══ 제공된 발췌문 ══

Actionable comments posted: 3
Caution
Some comments are outside the diff and can’t be posted inline due to platform limitations.
⚠️ Outside diff range comments (1)
backend/app/graph/nodes/rag_enrich.py (1)
164-169:⚠️ Potential issue | 🔴 Critical빈 문서 경로에서 이벤트가 누락되어 클라이언트가 "중단" 상태로 남습니다.
docs가 비어 있을 때 (Line 166-169)enrichment_start는 이미 발행되었지만enrichment_complete나enrichment_error가 발행되지 않고 바로 반환됩니다. SSE 구독자 관점에서 RAG enrichment가 영원히 진행 중인 것처럼 보이게 됩니다.제안된 수정
docs = _build_documents_from_context(repo_context) if not docs: + if evaluation_id: + event_channel.emit_sync( + evaluation_id, + create_sommelier_event( + evaluation_id=evaluation_id, + sommelier="rag", + event_type="enrichment_complete", + progress_percent=100, + message="RAG enrichment complete (no documents)", + ), + ) return { "rag_context": {"query": query, "chunks": [], "error": None}, }
🤖 Fix all issues with AI agents
In `@backend/app/graph/nodes/code_analysis_enrich.py`:
- Around line 101-112: The event message always says "Code analysis complete"

═══
══ 검토할 자료 ══

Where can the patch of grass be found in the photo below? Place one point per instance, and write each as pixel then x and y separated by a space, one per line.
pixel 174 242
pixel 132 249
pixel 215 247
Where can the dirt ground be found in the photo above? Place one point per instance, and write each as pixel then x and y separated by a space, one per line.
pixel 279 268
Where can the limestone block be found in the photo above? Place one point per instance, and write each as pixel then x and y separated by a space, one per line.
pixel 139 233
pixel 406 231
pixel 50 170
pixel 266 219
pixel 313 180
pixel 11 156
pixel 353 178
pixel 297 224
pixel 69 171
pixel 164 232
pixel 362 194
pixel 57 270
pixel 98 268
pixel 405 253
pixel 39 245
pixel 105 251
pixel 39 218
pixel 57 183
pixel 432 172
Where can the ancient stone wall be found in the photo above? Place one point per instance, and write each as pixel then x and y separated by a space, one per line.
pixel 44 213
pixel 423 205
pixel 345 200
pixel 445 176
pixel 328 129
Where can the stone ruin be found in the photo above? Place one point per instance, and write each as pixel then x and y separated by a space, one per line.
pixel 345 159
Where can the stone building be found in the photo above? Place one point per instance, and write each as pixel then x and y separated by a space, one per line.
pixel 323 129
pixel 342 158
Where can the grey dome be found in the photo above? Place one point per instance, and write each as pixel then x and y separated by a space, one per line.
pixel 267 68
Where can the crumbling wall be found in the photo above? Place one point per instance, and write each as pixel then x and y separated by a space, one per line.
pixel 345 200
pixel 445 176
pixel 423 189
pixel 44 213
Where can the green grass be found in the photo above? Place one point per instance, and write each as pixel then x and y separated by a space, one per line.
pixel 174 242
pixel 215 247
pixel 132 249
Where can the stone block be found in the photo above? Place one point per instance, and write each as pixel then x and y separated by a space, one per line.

═══

■ 맡은 과제 1 ■
코드 리뷰 발췌문을 보고 답하세요.
(a) 게시된 실행 가능한 댓글은 몇 개인가요?
(b) diff 범위 밖 댓글은 어느 파일 경로에 대한 것인가요?
(c) docs가 비어 있을 때 이미 발행된 이벤트의 이름은 무엇인가요?
■ 맡은 과제 2 ■
코드 리뷰 발췌문에서 "Actionable comments posted: 3"부터 "backend/app/graph/nodes/rag_enrich.py (1)"까지 전부를 다시 옮겨 적되, "inline"를 "directly"로 바꾸세요.

■ 답변 1 ■
(a) 3개
(b) backend/app/graph/nodes/rag_enrich.py
(c) enrichment_start

■ 답변 2 ■
Actionable comments posted: 3
Caution
Some comments are outside the diff and can’t be posted directly due to platform limitations.
⚠️ Outside diff range comments (1)
backend/app/graph/nodes/rag_enrich.py (1)